start

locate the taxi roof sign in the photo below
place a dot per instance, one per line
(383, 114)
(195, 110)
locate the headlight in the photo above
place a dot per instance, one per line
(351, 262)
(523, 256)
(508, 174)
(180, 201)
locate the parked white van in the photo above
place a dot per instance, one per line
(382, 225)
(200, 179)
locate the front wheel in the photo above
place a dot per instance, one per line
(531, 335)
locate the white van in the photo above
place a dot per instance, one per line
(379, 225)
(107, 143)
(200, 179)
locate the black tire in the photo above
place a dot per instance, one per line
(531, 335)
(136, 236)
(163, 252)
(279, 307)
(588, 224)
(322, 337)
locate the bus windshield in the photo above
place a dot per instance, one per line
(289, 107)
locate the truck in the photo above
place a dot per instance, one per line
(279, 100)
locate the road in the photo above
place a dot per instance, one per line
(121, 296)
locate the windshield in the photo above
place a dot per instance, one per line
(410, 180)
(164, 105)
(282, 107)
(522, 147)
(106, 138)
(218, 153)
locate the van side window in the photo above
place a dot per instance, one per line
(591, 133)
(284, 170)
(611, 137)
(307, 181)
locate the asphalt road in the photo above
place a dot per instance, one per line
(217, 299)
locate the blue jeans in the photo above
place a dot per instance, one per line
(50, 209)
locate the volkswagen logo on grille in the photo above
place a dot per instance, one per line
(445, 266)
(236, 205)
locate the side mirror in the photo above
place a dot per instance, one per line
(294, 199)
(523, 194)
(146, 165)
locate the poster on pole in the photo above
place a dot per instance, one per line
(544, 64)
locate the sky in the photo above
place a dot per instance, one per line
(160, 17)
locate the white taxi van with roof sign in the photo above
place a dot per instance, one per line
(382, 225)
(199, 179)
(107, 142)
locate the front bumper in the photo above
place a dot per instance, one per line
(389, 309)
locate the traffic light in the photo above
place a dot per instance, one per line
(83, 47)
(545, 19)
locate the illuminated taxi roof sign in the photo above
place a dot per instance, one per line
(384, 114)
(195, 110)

end

The records above must be output exactly, in full.

ANSWER TO THIS TASK:
locate the taxi roof sign in the photo below
place a dot per instance, one per line
(383, 114)
(195, 110)
locate the headlight in the photo above
place a dot per instance, one per line
(351, 262)
(523, 256)
(508, 174)
(180, 201)
locate the parked white van in the photo above
place a dot per instance, one per line
(382, 225)
(200, 179)
locate the front wheel in the photo above
place a dot per instance, one per line
(531, 335)
locate the white van in the photo above
place a dot per instance, one per line
(379, 225)
(107, 143)
(200, 179)
locate the black tire in the photo above
place a dot per instance, one per line
(531, 335)
(136, 236)
(163, 252)
(279, 307)
(588, 224)
(322, 337)
locate the bus windshield in the photo above
place a dot per instance, one per line
(289, 107)
locate the truck in the photo above
place a dot per instance, one per line
(279, 100)
locate the road in the photo above
place a dot per instance, one per line
(121, 296)
locate the windshield in the photo above
place a dot per instance, one per line
(410, 180)
(164, 105)
(282, 107)
(522, 147)
(106, 138)
(218, 153)
locate the van side window in the photo above
place a dot per instance, one per line
(591, 133)
(284, 170)
(611, 137)
(307, 181)
locate the asphalt road in the photo above
place a dot per instance, one per line
(217, 299)
locate the blue jeans in the photo above
place a dot per instance, one per line
(50, 209)
locate the volkswagen logo on grille in the photo above
place a dot per instance, one per line
(445, 266)
(236, 205)
locate the side mirror in the photo above
place a dot per instance, one per line
(294, 199)
(523, 194)
(146, 165)
locate the poster on pole in the photo above
place a dot per instance, one per line
(544, 64)
locate the sky in the photo above
place a dot per instance, one per line
(160, 17)
locate the white taxi van with roof sign in the photo above
place a dot per instance, one per line
(382, 225)
(199, 179)
(107, 142)
locate the front bumper in the photo above
place a dot per instance, one per line
(389, 309)
locate the traffic light in the photo above
place a dot per instance, one per line
(83, 47)
(545, 19)
locate the illuminated taxi roof sign in the photo above
place a dot per instance, one per line
(384, 114)
(195, 110)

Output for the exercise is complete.